** start Exercise data **

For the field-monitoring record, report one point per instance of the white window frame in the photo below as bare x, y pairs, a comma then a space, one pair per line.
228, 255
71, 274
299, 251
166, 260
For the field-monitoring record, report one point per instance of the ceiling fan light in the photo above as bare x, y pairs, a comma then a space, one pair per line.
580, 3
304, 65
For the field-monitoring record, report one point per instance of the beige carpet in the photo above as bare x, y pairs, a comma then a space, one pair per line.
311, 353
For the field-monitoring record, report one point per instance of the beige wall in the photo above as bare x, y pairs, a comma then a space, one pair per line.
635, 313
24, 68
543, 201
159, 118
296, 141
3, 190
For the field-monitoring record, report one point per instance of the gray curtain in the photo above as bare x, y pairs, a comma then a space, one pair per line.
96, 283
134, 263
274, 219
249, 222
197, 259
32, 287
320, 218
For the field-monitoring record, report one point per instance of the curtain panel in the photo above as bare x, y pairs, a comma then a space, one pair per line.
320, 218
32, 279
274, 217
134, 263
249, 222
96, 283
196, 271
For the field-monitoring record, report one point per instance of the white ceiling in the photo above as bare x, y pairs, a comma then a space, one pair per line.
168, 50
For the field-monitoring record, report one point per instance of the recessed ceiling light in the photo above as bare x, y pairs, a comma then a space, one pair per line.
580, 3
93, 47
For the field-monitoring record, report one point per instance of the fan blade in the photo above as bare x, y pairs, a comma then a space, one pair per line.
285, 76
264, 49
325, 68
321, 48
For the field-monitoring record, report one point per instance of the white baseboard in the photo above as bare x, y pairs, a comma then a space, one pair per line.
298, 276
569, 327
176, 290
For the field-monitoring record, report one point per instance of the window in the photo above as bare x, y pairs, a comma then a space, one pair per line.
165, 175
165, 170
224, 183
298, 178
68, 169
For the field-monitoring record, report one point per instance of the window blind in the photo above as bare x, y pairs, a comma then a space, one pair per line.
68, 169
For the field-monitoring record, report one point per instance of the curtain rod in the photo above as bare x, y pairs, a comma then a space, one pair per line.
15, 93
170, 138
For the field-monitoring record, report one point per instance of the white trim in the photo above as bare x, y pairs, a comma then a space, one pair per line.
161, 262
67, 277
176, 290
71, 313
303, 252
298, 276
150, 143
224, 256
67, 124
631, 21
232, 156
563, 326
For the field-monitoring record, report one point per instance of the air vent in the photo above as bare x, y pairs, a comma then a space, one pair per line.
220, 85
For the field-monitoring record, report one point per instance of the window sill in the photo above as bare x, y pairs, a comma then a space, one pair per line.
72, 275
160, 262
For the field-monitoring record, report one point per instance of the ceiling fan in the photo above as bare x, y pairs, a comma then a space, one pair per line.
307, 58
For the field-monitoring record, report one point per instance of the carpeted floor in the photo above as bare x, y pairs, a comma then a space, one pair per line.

** end Exercise data **

Change "field-monitoring record" to "site inspection log" in the lines from the one holding "the white trim" through the end of the entries, inclusive, and write out only those lines with everything else left as it is.

• _Result of this exercise_:
For the site inspection log, report one point per instance of the white trim in the photo above as bare x, y pairs, a comma then a space, one pair per line.
161, 262
67, 277
176, 290
71, 313
303, 252
298, 276
150, 143
224, 256
67, 124
631, 21
232, 156
563, 326
For the site inspection log, report one point per instance of the air vent in the photo above as bare x, y pairs, a comma then a space, one pair per line.
220, 85
For the site inspection log, report one point per instance of the window sill in the photo above as bare x, y pairs, a comma then a space, one pair per line.
72, 275
160, 262
For the site inspection log, report one point per instance of the ceiling fan in the photo above as bare x, y pairs, a comma then a space, one pair per line.
307, 58
For the site inspection log, report one point per instance of the carpeted floor in the photo above as bare x, y pairs, a comma then a space, one pair per line.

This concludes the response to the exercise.